▶ Given task
Which lines in the rows below contain the word "wooden"? List each of those lines in full.

## Begin Excerpted records

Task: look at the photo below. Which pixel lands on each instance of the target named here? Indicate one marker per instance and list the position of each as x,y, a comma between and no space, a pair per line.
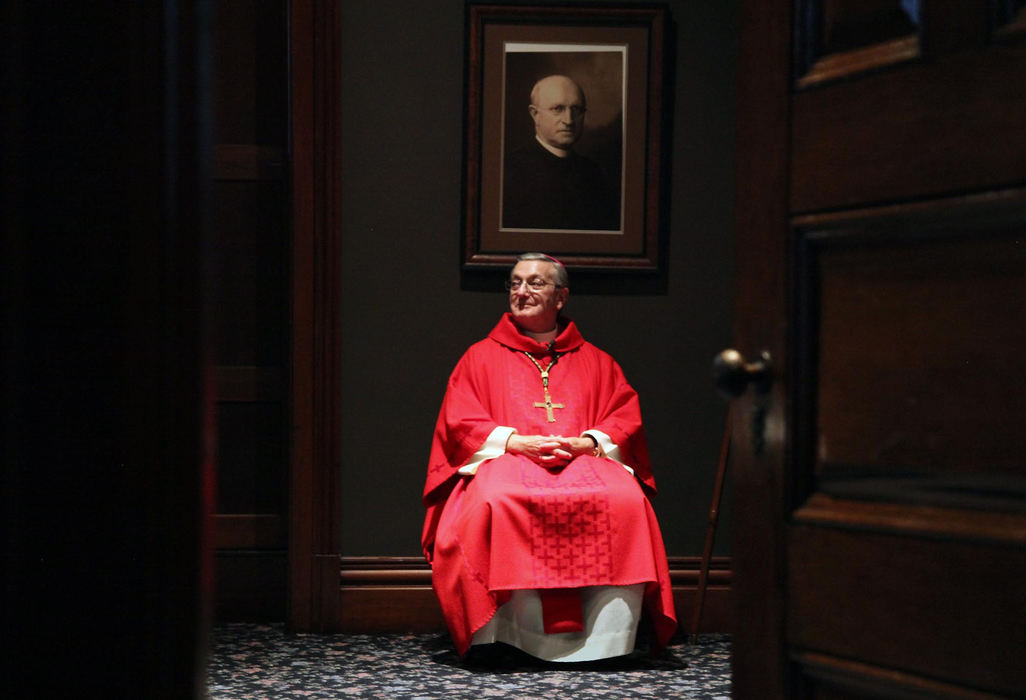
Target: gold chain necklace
548,404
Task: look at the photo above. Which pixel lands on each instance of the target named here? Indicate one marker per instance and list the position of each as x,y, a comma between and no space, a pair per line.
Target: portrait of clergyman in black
562,156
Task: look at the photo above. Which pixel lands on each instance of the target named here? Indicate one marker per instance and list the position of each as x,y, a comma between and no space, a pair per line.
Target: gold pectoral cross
548,404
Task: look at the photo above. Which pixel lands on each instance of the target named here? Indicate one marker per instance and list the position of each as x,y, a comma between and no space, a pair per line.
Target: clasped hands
550,451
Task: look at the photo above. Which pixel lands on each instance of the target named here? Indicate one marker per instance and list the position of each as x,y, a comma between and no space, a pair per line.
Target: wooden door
879,484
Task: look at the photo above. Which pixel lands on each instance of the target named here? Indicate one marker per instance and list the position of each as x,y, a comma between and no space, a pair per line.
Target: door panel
880,485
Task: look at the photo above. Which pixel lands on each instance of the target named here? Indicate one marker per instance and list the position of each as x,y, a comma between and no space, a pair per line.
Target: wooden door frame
314,31
758,659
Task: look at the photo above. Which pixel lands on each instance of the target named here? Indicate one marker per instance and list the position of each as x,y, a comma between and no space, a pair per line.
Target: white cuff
609,449
492,448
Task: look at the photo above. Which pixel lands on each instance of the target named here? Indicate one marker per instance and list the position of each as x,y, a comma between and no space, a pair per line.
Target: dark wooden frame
315,388
642,30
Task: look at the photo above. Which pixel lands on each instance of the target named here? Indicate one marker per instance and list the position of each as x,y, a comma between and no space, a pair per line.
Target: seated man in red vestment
539,528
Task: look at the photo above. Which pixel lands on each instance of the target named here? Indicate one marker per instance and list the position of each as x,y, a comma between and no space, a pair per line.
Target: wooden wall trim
379,594
314,463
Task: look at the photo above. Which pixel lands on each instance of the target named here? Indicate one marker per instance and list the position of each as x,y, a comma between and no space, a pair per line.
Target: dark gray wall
406,318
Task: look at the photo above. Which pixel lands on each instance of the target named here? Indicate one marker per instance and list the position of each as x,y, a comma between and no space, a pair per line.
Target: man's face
558,112
536,310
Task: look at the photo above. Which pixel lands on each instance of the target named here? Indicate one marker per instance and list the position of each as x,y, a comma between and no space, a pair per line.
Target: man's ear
561,299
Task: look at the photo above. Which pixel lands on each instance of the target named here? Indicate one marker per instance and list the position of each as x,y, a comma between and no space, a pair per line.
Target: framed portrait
564,134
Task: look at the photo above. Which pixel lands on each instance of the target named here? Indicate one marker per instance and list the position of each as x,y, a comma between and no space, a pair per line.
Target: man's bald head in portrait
557,107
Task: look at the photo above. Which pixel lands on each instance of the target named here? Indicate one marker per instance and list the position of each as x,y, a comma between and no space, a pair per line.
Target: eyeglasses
533,284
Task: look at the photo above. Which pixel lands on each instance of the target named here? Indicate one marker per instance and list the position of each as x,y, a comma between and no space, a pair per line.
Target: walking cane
717,492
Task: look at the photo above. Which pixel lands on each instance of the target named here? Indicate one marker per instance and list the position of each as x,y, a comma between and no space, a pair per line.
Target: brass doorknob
734,374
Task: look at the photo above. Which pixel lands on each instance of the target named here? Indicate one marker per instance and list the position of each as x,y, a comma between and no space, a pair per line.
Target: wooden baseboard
394,594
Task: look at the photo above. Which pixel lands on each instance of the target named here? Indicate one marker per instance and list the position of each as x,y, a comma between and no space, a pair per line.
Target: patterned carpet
262,661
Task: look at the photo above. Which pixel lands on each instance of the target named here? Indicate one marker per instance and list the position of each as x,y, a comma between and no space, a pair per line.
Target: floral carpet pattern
251,661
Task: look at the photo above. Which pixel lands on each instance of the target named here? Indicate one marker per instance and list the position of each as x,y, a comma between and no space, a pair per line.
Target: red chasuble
516,525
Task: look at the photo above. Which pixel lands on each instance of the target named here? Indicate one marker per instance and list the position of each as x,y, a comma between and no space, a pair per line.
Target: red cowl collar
507,334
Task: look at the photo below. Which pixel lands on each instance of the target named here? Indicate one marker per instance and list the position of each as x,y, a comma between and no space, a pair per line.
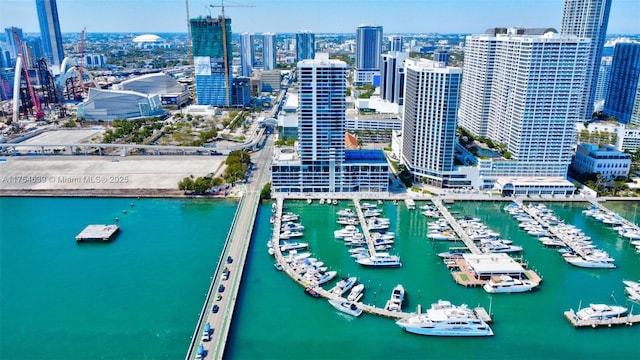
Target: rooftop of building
519,31
364,155
530,181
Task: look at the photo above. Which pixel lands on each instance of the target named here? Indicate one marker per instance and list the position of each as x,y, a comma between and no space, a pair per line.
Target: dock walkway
326,294
555,232
456,227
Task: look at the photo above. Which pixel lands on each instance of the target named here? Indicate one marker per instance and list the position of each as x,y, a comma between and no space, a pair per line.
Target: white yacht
289,216
293,245
397,297
346,307
600,312
588,262
504,284
411,205
372,212
288,234
441,236
356,293
497,246
632,284
292,226
380,260
344,285
445,319
345,220
347,231
326,277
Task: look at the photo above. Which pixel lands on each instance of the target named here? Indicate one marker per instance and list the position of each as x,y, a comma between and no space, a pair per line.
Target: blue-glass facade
305,45
622,92
213,77
50,31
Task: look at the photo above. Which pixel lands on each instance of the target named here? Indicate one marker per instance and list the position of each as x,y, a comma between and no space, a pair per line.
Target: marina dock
456,227
98,233
627,320
326,294
365,230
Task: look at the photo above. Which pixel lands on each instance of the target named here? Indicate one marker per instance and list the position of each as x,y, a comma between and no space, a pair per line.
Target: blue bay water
137,297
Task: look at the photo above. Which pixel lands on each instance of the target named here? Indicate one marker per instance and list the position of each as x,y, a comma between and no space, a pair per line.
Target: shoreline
174,193
107,193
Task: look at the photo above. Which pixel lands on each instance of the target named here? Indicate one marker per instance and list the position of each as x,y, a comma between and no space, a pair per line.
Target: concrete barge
98,233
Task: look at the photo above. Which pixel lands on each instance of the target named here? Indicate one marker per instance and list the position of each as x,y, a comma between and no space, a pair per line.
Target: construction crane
81,62
190,48
224,45
25,71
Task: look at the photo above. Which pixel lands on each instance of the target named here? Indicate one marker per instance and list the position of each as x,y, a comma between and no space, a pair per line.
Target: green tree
186,184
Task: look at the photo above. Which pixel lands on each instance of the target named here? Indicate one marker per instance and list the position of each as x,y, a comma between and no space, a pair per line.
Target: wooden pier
97,233
456,227
365,229
627,320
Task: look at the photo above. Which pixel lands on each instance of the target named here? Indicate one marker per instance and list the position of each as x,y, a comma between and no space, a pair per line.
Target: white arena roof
147,38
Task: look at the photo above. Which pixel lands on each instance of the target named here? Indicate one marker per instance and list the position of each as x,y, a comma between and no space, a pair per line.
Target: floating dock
627,320
98,233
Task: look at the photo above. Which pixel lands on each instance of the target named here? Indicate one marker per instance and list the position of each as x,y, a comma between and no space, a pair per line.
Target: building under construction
212,58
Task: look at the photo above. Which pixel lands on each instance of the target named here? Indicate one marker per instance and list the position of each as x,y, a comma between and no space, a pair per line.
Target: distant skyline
319,16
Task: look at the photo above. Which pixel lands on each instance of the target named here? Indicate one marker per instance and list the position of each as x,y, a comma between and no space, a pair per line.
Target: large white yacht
506,284
380,260
600,312
445,319
346,307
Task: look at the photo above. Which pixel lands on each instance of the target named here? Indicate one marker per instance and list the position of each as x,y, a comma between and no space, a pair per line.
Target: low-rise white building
606,161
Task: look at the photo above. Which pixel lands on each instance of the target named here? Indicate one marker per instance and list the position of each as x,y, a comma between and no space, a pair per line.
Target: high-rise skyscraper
521,88
624,79
588,19
320,162
212,60
50,31
430,119
269,51
247,54
305,45
392,77
395,43
11,42
603,82
368,52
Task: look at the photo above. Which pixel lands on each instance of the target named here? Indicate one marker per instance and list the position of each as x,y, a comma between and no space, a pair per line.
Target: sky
319,16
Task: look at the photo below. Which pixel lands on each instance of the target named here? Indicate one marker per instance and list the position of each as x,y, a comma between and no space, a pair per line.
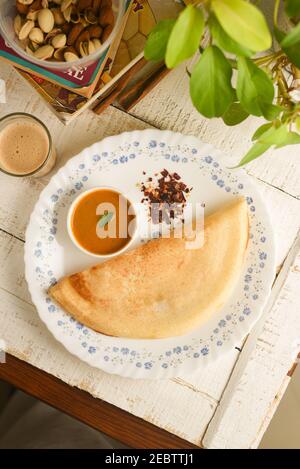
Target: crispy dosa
161,289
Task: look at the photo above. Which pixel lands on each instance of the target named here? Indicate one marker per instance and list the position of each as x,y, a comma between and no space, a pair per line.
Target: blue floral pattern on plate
128,152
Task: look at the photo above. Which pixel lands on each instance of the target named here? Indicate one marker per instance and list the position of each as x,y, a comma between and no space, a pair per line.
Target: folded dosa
161,289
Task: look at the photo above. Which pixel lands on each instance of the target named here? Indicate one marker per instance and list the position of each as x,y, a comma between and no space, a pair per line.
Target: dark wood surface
111,420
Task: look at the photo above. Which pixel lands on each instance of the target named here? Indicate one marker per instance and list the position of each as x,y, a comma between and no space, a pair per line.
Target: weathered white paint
189,406
267,355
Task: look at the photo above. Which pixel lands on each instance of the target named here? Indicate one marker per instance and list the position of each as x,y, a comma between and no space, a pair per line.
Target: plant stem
275,14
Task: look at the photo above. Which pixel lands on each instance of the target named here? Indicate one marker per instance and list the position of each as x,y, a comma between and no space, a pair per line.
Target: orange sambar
87,215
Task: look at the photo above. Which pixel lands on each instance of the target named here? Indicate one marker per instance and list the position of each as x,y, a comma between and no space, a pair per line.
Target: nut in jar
63,30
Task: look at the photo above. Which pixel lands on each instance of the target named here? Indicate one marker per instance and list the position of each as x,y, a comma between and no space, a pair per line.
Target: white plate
120,161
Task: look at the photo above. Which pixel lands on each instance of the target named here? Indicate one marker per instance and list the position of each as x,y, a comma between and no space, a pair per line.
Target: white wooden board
205,405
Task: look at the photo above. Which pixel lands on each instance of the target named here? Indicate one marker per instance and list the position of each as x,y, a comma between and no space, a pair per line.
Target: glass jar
26,147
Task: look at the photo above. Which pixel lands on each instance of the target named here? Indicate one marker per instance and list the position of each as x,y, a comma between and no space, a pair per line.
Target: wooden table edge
96,413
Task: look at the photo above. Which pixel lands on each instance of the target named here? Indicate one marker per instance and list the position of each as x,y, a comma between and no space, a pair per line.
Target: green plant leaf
279,136
254,87
224,41
293,52
292,38
244,22
255,151
185,37
261,130
291,138
156,45
210,84
273,136
235,114
270,111
292,7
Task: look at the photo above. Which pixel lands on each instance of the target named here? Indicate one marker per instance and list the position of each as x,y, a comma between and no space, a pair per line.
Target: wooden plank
96,413
181,407
169,106
257,379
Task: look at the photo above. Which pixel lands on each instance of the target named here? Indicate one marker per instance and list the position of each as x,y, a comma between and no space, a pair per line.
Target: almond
46,20
25,30
36,5
36,35
74,33
22,9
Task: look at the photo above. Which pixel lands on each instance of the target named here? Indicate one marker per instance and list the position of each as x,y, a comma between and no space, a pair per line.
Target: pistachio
107,32
46,20
59,41
67,14
84,4
75,15
44,52
66,27
50,36
90,16
17,24
96,6
95,31
58,16
86,48
70,54
74,33
25,30
65,4
97,43
36,35
83,37
59,54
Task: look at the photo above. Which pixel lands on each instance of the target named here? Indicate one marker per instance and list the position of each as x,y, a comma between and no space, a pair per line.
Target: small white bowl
71,234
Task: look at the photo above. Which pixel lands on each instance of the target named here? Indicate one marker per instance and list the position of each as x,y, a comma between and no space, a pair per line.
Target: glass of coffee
26,147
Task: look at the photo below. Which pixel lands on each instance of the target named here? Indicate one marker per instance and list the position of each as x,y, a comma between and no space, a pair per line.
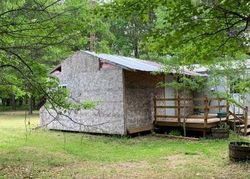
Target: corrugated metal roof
136,64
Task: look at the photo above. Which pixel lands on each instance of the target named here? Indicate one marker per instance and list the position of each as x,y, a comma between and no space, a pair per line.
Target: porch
197,114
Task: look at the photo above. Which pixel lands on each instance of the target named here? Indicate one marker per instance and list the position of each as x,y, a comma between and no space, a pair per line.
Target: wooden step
248,131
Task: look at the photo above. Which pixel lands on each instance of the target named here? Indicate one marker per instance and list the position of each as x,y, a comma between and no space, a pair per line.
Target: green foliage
55,154
175,133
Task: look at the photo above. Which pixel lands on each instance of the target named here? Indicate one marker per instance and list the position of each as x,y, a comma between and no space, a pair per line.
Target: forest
38,34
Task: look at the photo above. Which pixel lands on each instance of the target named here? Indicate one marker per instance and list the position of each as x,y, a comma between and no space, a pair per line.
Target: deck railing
178,101
243,120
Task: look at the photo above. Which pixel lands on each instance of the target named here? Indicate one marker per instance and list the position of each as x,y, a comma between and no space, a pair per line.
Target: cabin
128,97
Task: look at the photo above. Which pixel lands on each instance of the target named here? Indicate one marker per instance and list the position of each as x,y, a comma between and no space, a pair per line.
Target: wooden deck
191,122
203,121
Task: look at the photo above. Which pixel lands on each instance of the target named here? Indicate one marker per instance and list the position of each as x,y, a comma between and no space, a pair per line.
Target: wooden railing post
155,109
178,109
227,110
205,111
245,120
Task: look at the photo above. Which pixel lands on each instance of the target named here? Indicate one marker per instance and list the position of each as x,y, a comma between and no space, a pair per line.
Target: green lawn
49,154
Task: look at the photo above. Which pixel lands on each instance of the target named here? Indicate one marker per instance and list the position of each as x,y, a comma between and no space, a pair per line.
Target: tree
195,31
36,35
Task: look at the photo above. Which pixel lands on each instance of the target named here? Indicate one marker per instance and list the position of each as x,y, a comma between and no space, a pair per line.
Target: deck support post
204,133
178,109
227,110
205,111
245,120
155,109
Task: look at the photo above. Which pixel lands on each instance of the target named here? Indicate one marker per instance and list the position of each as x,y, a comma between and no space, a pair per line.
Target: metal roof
136,64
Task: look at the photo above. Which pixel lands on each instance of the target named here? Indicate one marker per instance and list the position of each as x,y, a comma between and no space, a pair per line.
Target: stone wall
140,89
82,76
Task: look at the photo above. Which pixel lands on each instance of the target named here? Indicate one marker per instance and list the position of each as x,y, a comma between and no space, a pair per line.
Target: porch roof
135,64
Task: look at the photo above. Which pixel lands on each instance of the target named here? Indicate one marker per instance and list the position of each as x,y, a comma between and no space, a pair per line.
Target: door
170,93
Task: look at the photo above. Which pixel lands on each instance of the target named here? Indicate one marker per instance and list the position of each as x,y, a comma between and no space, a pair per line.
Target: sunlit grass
43,153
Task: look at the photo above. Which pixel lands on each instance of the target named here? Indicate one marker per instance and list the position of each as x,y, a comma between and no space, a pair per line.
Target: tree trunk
31,105
13,102
136,50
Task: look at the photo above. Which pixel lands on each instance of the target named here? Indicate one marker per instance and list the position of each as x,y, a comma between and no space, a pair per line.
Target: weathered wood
245,120
155,110
178,109
205,111
219,106
140,129
177,137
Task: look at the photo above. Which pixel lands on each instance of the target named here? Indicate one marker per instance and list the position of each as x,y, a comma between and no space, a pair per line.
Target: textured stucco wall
86,81
140,88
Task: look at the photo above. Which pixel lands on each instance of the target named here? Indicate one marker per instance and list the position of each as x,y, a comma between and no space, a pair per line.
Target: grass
41,153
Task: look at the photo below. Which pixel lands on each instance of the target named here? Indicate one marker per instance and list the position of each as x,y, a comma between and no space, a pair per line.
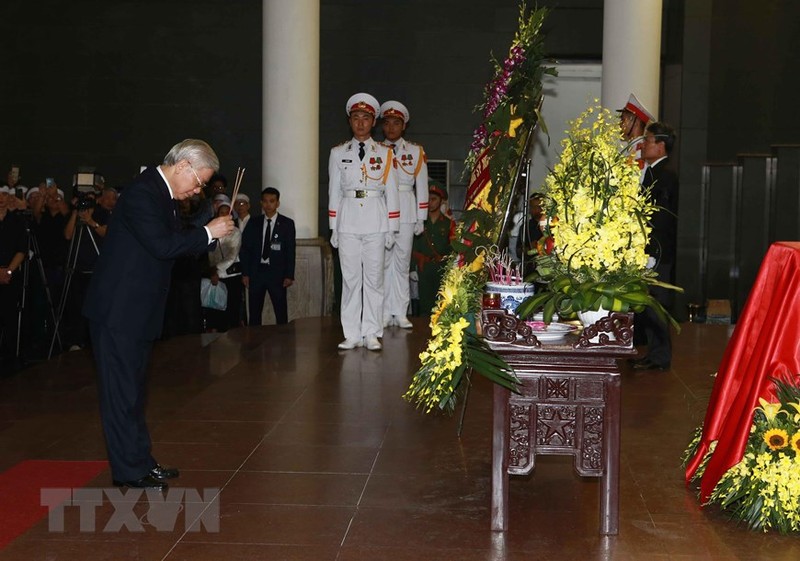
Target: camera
85,201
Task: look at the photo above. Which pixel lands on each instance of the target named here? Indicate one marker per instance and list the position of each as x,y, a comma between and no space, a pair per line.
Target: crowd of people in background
50,238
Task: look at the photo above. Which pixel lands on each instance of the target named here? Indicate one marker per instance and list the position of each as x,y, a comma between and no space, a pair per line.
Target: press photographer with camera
12,254
85,230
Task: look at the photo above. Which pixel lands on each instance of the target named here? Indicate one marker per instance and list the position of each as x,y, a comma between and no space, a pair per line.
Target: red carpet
20,489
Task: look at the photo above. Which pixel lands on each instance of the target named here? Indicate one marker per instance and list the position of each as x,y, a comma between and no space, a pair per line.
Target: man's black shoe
146,482
160,472
647,364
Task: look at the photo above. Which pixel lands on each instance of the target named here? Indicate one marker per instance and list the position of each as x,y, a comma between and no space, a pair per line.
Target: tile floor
316,457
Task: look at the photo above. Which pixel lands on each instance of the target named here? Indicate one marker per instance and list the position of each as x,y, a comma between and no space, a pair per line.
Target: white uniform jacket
412,174
362,195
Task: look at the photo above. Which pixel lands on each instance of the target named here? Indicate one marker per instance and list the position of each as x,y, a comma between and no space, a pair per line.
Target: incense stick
237,184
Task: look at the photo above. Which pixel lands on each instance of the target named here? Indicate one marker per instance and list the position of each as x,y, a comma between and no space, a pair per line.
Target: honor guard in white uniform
363,214
633,119
412,179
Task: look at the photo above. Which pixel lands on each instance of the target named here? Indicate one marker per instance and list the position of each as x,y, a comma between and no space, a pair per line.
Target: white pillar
290,120
631,52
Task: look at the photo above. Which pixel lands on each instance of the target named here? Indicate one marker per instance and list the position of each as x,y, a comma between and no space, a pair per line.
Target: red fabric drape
765,344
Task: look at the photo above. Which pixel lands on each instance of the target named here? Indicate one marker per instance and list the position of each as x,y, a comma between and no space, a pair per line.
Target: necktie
267,240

## End Excerpted records

▶ The output
Target: wooden door
Target: wooden door frame
Target: dark wooden frame
Target: wooden wall trim
Target: wooden baseboard
Target: wooden pier
Target: white wooden board
Target: wooden table edge
Target: wooden plank
Target: wooden step
Target: wooden deck
Target: wooden railing post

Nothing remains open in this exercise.